═══ Selected text

Commonsense is not that common, wish it was and that it happens.
How about all we give the client is a letter of advice, and we do away with the SOA, but keep all our research & notes on file to be able to justify the Letter of Advice.
Clients do not read 30 plus pages of SOA. Simples !!! ASIC are currently tossing in SOA hand grenades at AFSLs and closing the door. The most recent ASIC sample risk SOA was a joke. Yet ASIC said its consultant behavioural scientists believed it was “effective communication”. When I was self-licenced I had a flowing yet compliant SOA. Ten years later and todays risk SOA has no flow, repeats information and has a jarring pattern. All those caveats & un-necessary “disclosures”! Our risk SOAs are worse than the indecipherable software agreements no one reads.
sounds very reasonable. Good points raised by Nikolas.
” Demonstrate to the client that the advice is worth the cost “.
Whilst the client will quite obviously determine whether the advice is worth the cost by either agreeing or not agreeing to pay the fee, to demonstrate or describe within the document how the advice cost is an equitable outlay for the depth of advice provided could well be very subjective in what some clients determine to be valuable to them.
I understand the context of what is being suggested, but it could potentially create an issue.
and yet again no one is listening to the clients themselves…if you asked them, they want 2 things, simplicity of comparisons/strategy and recommendations and speed and simplicity of implementation…and we’ve never been further away from both. Oh and thanks to lawyers and compliance people deciding “what they think would work well” instead of Advisers or heaven forbid someone with a marketing background, we have exactly the shamozle we have now!! Lets be clear – advice needs to be sold to people, just like IPads did, yet Apple didn’t let their compliance team design the fricken thing did they!!!!??
Some sensible, dare I say common-sense, points in this article. I can’t say that I’m a fan of an additional letter to the client setting out the scope and options available to the client. Those issues are easily incorporated in the SoA. The additional covering letter is doing the opposite of making the advice documents more client-friendly, in my humble opinion.

══════
═══ Data supplied

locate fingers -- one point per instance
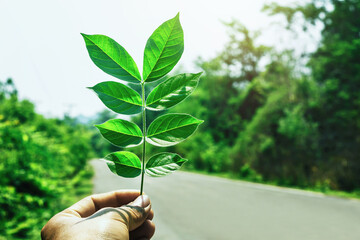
(91, 204)
(145, 231)
(135, 213)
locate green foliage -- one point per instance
(162, 52)
(283, 123)
(171, 129)
(163, 163)
(124, 164)
(121, 133)
(111, 57)
(118, 97)
(40, 174)
(172, 91)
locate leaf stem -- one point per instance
(144, 136)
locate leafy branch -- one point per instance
(162, 52)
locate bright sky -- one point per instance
(42, 50)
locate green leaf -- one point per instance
(118, 97)
(163, 163)
(172, 91)
(170, 129)
(163, 49)
(124, 164)
(121, 132)
(111, 57)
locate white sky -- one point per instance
(42, 50)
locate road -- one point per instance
(196, 207)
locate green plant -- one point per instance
(162, 52)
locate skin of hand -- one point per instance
(120, 215)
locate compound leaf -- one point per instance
(170, 129)
(121, 132)
(163, 49)
(118, 97)
(172, 91)
(111, 57)
(124, 164)
(163, 163)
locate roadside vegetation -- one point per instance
(42, 165)
(272, 116)
(283, 117)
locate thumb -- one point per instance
(135, 213)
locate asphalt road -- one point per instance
(195, 207)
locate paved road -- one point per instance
(195, 207)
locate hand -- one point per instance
(118, 215)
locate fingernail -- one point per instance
(141, 201)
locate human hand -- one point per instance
(120, 215)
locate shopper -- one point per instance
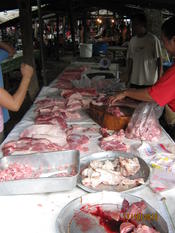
(144, 55)
(163, 92)
(14, 102)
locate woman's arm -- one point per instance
(137, 94)
(14, 102)
(8, 48)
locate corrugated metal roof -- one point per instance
(8, 15)
(11, 14)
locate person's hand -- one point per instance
(26, 70)
(11, 51)
(113, 99)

══════

Tasks to carry out =>
a – Answer these questions from the comments on statements of advice:
(i) How many pages of SOA do clients not read, according to the comments?
(ii) What two things do clients want, according to the comment about no one listening to the clients?
(iii) What does the last comment say the additional covering letter is doing?
b – Repeat the part of the comments on statements of advice word for word, starting at "Whilst the client" and ending at "valuable to them.".
The rows were taken from a different source.

Results =>
a –
(i) 30 plus pages.
(ii) Simplicity of comparisons/strategy and recommendations, and speed and simplicity of implementation.
(iii) The opposite of making the advice documents more client-friendly.

b –
Whilst the client will quite obviously determine whether the advice is worth the cost by either agreeing or not agreeing to pay the fee, to demonstrate or describe within the document how the advice cost is an equitable outlay for the depth of advice provided could well be very subjective in what some clients determine to be valuable to them.